PAGE EXCERPT.
=== Section Start ===
FRED FORD, MD, 1921-2007

 

Fred Ford, MD died on July 11 of complications related to Parkinson’s Disease at the age of 86.  He was a founding member of AFTA and an active participant until, a few years ago, he was unable to get to the Conferences.  Together with the late Robert Ravich, MD, he founded and headed the Typology Study Group and Typology Interest Group – long-standing groups with a loyal membership.  The groups started with the shared interest these two men had in creating a typology of relationships with the hope that one day there would be a relational axis to the DSM. Fred created the MOR or mapping of rules, which, using videotape, delineated underlying rules that determined families’ patterns of interaction and grouped them in types; Bob developed a “Train Game” which couples played toward the end of demonstrating what type of couple they were. However these AFTA groups went way beyond this focus into an exploration of what Fred liked to call ‘hyperdimensionality.’  This term referred to the kind of transcendent world view which is revealed when systemic thought is taken to its fullest expression.  Fred concentrated on attempting to enter into dialogue with others that pointed toward this transcendent reality, breaking the usual boundaries of thought and leading people into areas they had not explored or even imagined.
=== Section End ===
DATA PROVIDED.
=== Section Start ===
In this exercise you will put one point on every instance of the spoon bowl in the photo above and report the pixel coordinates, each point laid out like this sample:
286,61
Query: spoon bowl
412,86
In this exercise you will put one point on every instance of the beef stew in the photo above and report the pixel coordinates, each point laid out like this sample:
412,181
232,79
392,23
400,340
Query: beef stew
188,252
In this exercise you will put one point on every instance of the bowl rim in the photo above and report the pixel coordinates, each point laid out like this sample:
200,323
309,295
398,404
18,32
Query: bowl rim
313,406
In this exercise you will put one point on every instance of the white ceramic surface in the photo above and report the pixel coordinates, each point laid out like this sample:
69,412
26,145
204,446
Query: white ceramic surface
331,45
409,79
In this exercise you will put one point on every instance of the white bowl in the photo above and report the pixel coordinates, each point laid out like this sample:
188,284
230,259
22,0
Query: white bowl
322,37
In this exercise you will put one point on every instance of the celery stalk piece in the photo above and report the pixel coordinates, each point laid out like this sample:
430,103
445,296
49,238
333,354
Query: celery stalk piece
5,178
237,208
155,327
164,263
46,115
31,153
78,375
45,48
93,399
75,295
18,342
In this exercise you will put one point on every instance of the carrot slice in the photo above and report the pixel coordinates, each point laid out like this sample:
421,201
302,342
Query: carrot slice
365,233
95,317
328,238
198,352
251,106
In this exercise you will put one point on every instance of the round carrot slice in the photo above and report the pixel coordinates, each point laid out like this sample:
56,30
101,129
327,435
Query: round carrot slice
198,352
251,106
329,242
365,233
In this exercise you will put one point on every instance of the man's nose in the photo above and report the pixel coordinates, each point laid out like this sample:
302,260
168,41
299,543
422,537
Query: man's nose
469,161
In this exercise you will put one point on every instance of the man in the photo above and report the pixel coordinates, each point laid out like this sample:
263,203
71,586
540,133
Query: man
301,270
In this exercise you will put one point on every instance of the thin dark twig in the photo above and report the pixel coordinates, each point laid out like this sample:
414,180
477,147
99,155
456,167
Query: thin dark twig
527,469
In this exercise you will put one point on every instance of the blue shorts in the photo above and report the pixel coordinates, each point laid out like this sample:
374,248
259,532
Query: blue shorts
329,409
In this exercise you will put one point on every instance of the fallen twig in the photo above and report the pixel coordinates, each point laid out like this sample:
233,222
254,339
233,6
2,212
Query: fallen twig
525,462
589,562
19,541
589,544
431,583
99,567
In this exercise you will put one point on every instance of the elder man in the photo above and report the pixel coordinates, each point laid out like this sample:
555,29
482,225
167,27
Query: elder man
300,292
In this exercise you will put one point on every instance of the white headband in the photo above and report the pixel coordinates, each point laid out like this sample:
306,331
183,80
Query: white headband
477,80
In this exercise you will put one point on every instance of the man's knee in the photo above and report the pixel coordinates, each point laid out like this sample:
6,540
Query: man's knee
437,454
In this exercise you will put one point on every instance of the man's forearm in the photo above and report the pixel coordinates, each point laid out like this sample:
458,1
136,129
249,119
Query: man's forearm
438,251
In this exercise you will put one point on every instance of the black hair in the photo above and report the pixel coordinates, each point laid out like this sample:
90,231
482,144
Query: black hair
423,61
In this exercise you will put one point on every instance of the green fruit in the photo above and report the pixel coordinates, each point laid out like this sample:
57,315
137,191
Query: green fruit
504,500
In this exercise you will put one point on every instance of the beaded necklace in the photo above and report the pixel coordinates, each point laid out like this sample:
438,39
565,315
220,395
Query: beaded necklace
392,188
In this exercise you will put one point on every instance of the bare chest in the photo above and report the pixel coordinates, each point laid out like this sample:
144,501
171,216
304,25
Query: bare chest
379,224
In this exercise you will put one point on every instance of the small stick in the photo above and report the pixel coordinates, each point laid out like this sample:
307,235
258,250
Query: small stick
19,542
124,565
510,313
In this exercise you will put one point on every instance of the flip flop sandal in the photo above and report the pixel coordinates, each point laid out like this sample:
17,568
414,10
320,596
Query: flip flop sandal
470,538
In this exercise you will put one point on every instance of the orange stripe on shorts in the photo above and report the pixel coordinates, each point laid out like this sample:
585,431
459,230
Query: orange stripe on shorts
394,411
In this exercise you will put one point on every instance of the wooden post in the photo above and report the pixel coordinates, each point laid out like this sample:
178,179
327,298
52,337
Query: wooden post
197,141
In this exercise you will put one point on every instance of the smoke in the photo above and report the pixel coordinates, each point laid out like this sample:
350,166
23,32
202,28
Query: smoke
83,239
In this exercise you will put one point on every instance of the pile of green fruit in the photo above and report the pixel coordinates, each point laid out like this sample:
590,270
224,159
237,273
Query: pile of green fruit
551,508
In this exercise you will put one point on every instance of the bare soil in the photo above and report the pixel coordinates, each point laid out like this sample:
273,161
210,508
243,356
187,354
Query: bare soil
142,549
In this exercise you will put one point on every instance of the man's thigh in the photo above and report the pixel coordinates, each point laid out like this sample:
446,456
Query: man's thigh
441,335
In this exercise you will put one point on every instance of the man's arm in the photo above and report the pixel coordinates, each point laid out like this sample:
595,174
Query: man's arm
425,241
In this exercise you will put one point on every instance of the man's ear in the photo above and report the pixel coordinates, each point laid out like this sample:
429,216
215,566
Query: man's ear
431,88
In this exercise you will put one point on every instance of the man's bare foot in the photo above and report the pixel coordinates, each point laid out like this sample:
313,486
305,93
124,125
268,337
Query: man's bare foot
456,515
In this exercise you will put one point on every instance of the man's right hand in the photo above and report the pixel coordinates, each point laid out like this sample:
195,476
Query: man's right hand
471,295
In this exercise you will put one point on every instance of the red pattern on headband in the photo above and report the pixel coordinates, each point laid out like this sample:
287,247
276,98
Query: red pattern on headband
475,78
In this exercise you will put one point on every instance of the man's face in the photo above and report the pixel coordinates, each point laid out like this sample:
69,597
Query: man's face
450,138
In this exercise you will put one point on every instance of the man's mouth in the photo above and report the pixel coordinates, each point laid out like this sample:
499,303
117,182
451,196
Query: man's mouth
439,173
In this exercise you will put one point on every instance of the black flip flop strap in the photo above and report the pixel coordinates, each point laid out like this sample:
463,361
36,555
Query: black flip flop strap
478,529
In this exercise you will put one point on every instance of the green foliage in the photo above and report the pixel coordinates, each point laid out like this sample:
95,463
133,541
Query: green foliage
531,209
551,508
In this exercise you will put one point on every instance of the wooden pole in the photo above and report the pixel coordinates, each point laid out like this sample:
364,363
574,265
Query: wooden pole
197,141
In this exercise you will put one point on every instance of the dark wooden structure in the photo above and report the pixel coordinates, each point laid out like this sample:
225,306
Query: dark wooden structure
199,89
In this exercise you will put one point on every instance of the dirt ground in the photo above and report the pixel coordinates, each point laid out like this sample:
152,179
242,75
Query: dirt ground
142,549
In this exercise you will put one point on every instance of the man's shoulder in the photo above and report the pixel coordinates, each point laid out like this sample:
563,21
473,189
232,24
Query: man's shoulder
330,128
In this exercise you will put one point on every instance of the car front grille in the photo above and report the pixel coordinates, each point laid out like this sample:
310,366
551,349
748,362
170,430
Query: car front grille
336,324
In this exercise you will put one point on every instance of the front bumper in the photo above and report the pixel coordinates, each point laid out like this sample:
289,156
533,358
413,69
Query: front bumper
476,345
=== Section End ===
STUDY QUESTIONS.
a) According to the obituary of Fred Ford, what caused his death, and at what age did he die?
b) List every all-capital abbreviation that appears in the obituary of Fred Ford.
c) Continue the obituary of Fred Ford from its last sentence.

RESPONSE LIST.
a) He died of complications related to Parkinson's Disease at the age of 86.

b) MD, AFTA, DSM, MOR

c)
Fred was born in Ponca City, Oklahoma in 1921.  He was graduated from the University of Oklahoma Medical School with a specialty in obgyn.  He joined the Army and served as Captain for two years in Korea immediately preceding the Korean War, from 1946-1948.  When he returned to the US, he settled in Berkeley and made the decision to change his specialty to psychiatry.  This quickly evolved into an interest in family therapy, and he began training at the MRI in Palo Alto under Don Jackson and Virginia Satir.  After the death of Don Jackson, he co-taught with Virginia and later with Joan Herrick.  There Fred was part of the exploration of communication theory in family therapy in which Jay Haley, Paul Watzlawick and John Weakland were involved.  He left the MRI in 1969 and, with Joan Herrick, continued working with these ideas, pioneering the use of videotape in family therapy.

 

In addition to being a member for many years of the International Family Therapy Association (IFTA), he was a  Founding Member of American Family Therapy Academy (AFTA), Fred was a Life Fellow of both the American Psychiatric Association and the American Orthopsychiatric Association.

 

Fred is survived by his wife Chris, four children, Emily Elizabeth, Jennifer, Patrick and Laurel, and six grandchildren.